(Photo object pointing rows)
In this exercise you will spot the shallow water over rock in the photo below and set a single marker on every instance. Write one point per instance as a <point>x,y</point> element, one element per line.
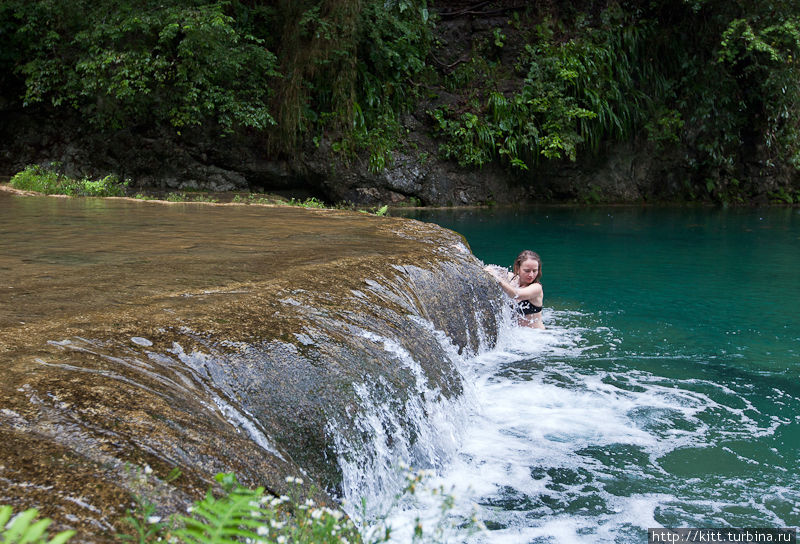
<point>212,338</point>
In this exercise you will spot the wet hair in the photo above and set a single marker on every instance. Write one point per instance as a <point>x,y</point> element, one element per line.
<point>524,256</point>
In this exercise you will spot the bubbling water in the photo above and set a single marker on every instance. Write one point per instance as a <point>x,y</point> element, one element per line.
<point>562,436</point>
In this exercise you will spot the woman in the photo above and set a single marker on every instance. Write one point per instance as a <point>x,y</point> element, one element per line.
<point>524,287</point>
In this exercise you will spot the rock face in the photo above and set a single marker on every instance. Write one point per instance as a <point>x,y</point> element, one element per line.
<point>214,339</point>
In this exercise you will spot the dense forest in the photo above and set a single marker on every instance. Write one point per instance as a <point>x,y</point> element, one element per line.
<point>314,89</point>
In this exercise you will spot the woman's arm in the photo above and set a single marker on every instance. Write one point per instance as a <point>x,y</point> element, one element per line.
<point>520,293</point>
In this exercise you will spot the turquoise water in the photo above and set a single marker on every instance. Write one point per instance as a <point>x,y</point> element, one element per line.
<point>665,390</point>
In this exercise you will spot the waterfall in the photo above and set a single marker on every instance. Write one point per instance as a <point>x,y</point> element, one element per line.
<point>336,362</point>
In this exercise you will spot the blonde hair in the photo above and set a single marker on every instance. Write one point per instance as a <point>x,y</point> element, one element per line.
<point>524,256</point>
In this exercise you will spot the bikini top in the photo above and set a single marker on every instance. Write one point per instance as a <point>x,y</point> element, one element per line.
<point>528,308</point>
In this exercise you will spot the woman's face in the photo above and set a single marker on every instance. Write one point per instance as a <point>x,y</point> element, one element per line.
<point>528,271</point>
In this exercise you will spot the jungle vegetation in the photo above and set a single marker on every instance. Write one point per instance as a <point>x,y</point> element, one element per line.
<point>716,81</point>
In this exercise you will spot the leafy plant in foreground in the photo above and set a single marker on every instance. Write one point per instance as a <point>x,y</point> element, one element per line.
<point>22,529</point>
<point>48,181</point>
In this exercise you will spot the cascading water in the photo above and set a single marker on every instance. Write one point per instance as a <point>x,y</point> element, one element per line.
<point>286,339</point>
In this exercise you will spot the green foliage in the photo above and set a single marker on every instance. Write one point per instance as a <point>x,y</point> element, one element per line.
<point>48,181</point>
<point>121,64</point>
<point>22,529</point>
<point>576,93</point>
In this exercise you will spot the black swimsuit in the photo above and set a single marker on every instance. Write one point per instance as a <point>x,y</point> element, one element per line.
<point>526,307</point>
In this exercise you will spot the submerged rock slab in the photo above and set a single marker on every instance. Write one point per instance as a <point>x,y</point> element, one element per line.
<point>211,339</point>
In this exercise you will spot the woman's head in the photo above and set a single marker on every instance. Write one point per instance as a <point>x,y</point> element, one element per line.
<point>529,264</point>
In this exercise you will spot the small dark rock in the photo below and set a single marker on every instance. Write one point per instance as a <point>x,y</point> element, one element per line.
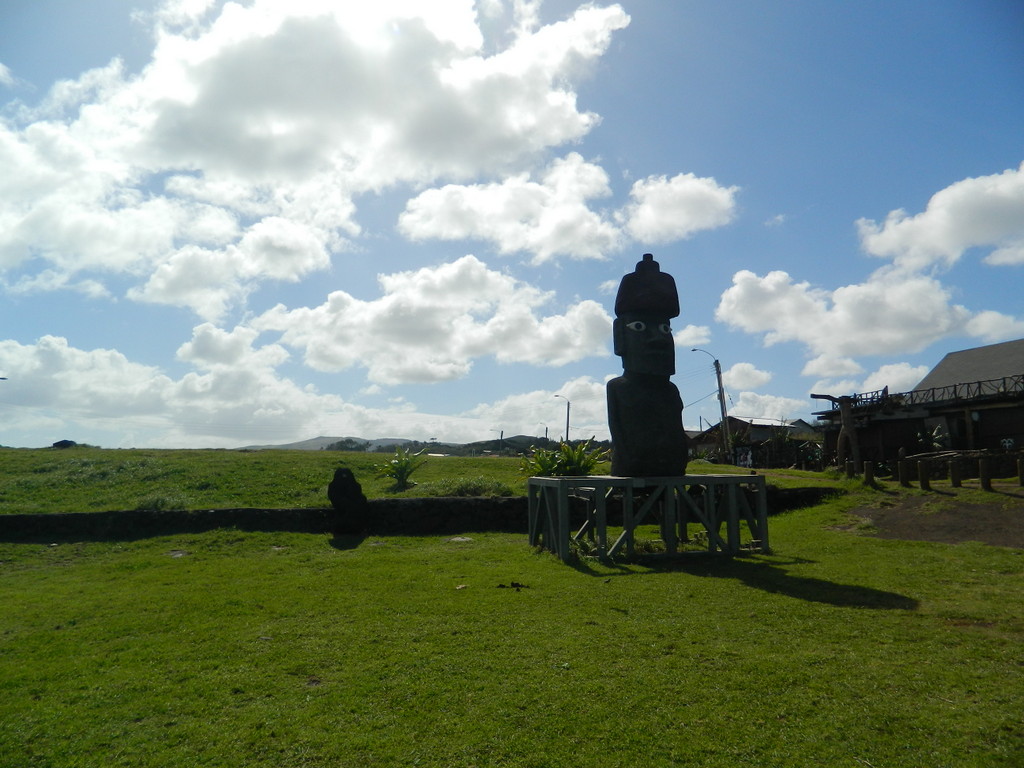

- _Challenge_:
Rewrite all of the rows above as a numbered list, leaving out blank lines. Omit the pictures from your answer.

- _Full answer_:
1. In this exercise you will spot the shallow water over rock in the photo below and set a single marker on every instance. Write one point per instance as a <point>x,y</point> element, one element per line.
2. <point>212,338</point>
3. In this exercise you will spot the wet hair in the photo above and set a single marker on every instance. Write one point per instance as a <point>x,y</point> element, one element per line.
4. <point>524,256</point>
5. In this exercise you will spot the bubbling water in the photo above and set a single marker on every instance. Write one point per instance as a <point>x,y</point> element, one element per line.
6. <point>562,436</point>
7. In this exercise you will spot the woman in the photo above and set a single marker on every instance. Write one point per instance as a <point>x,y</point> element, one element per line.
8. <point>524,287</point>
9. In this exercise you will spot the rock face in the photo above and set a single marker on every instance. Write one point per instance as a <point>x,y</point> element, one element per line.
10. <point>214,339</point>
11. In this exercise you will spot the dense forest in the photo above and set a single marker on every instance. Write one point per instance as a <point>x,y</point> element, one element per line.
12. <point>314,89</point>
13. In this exercise you will spot the woman's arm in the photo above and set a single marker on every instance. Write one point per instance as a <point>x,y</point> element, one element per line.
14. <point>520,293</point>
15. In this exercise you will spot the turquoise water in the photo above and set a single marker on every instance. Write one point per instance as a <point>x,y</point> element, one element per line.
16. <point>665,390</point>
17. In this exercise you will spot the waterfall in the photo above and set a single marker on every instance. Write one point per instance as a <point>x,y</point> element, one element per line.
18. <point>336,362</point>
19. In this exercise you will spot the blonde hair in the photo above and set a single marker on every instance. Write one point per instance as a <point>x,y</point> element, one element per line.
20. <point>524,256</point>
21. In this exercise you will spot the bikini top in the photo above and set a single marker on every instance. Write one point per instance as a <point>x,y</point> element, one element per line.
22. <point>528,308</point>
23. In this exercise you will spot the woman's face in the photo above and set a single marker on every instance. Write one point per instance as a <point>x,y</point> element, one element per line.
24. <point>528,271</point>
25. In this exercise you will spot the jungle vegetation in the photo above and set a single marker on every instance. Write one point per instance as a <point>x,y</point> element, one element per line.
26. <point>716,81</point>
27. In this exercise you will spot the leafy plant in foreground in the photo above and set a single marker on every instance. Write one point per instance as a <point>x,y</point> element, one element per line.
28. <point>22,529</point>
29. <point>48,181</point>
30. In this exercise you will spot the cascading water in the photo above and set a single marker on every instance. Write one point per instance as a <point>x,y</point> element, one element per line.
31. <point>286,339</point>
32. In this exercise you will spot the green foliage in the photo above and set a single marker on every instance. Write one point per instance as a <point>x,y</point> element, one element per line.
33. <point>48,181</point>
34. <point>121,64</point>
35. <point>22,529</point>
36. <point>576,93</point>
37. In this exercise you will spot the black swimsuit in the photo above and set a single marker on every instance. Write one point per instance as a <point>x,y</point> element, one element per line.
38. <point>526,307</point>
39. In this exercise you will spot the submerged rock slab in the photo above and set a single marker on every instance. Write one point per instance as a <point>x,y</point> element, one element per line.
40. <point>211,339</point>
41. In this exercise you will spot the woman's head in the photo above and set a single marker on every instance. Write one point per instance as a <point>x,y</point> element, one element per line.
42. <point>529,264</point>
43. In this exercise you will spot the small dark rock in the photo below and set a single marker on every instance. Write one point per instance as a <point>x,y</point> element, one element per line.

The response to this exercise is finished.